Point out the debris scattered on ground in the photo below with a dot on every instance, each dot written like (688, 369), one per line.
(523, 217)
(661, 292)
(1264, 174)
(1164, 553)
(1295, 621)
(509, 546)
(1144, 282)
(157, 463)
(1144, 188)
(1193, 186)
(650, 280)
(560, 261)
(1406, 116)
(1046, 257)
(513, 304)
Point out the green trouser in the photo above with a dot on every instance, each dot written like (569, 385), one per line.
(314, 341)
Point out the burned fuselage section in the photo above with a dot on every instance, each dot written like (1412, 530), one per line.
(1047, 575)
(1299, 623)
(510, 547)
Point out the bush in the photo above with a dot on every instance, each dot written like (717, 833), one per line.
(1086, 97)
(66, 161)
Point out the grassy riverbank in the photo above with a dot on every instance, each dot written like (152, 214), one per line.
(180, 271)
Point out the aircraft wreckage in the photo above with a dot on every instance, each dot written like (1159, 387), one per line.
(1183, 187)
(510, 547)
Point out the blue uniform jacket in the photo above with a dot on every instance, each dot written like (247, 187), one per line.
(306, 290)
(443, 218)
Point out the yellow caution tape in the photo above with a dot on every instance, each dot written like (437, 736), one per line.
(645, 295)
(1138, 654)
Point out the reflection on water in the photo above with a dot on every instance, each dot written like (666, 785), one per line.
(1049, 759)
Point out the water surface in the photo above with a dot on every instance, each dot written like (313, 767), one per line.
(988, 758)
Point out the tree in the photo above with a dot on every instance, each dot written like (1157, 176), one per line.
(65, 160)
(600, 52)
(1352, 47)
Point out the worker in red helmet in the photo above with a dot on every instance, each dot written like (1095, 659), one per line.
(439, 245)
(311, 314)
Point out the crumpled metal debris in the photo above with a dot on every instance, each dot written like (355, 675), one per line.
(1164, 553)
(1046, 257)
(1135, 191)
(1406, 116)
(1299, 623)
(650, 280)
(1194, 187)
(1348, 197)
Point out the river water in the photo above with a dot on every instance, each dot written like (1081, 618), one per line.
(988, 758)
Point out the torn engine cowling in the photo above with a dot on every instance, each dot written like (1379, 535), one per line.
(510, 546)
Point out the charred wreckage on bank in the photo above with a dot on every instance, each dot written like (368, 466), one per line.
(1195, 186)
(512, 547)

§ §

→ What you will do:
Copy every record above exactly as it appears.

→ Result of the task:
Point out the debris scattered on ground in the photo below with a dot on every instance, each dot written like (688, 369), one per line.
(523, 217)
(661, 292)
(1264, 174)
(1164, 553)
(1295, 621)
(509, 546)
(1144, 282)
(157, 463)
(1144, 188)
(1193, 186)
(650, 280)
(560, 261)
(1406, 116)
(1046, 257)
(513, 304)
Point out the green trouser in the photo above with a dot on every instance, each dot written like (569, 385), one per line.
(314, 341)
Point out the burned fuselage section in the photo above with a dot on every instance, each dot written like (1412, 530), one per line.
(1047, 575)
(1299, 623)
(510, 547)
Point out the bush in the photo above with a dot on every instance, each dot written like (717, 833), one per line.
(1086, 97)
(66, 161)
Point out the grassy riverbank in the photo above with a dot on every instance, each dot written like (152, 214), one per line.
(180, 271)
Point out the aircraft wreckage in the photo above with a dot on every instance, each dot written like (1159, 387), one per line.
(1183, 187)
(510, 547)
Point out the blue uniform jacket in the photo above with a dot on every instance, each dot written like (247, 187), one per line.
(306, 290)
(443, 218)
Point out the yellow caution tape in the photo above with a dot on every instance, each dot written like (437, 736), one per line.
(645, 295)
(1138, 654)
Point out the reflection on water in the photo above with a dot on every instance, each dot written like (666, 785), one per line.
(1049, 759)
Point out the water surface in the photo above with a dot on every instance, each dot written like (313, 767), one per line.
(988, 758)
Point out the tree in the photo above with a dot on every instance, each dot written like (1157, 176), one per line.
(65, 160)
(600, 52)
(1352, 47)
Point out the worker in red helmet in the photo above with a dot on every instance, each dot written like (1095, 659), one per line.
(439, 245)
(311, 314)
Point out the crumpled metal debris in the photo above with a dot on every instance, each dot written like (355, 675), one per line.
(1164, 553)
(1046, 257)
(1135, 191)
(1406, 116)
(1299, 623)
(650, 280)
(1194, 187)
(1348, 197)
Point out the river water in the photo above with a dot on every instance, each dot written like (1081, 618), one per line.
(988, 758)
Point out the torn engine cowling in the photo above with a dot on every instance, each dot written like (1379, 535), one per line.
(510, 546)
Point out the charred wreckage on bank in the photo above with a dot on every instance, each dot written like (368, 466), one per line.
(1195, 186)
(512, 547)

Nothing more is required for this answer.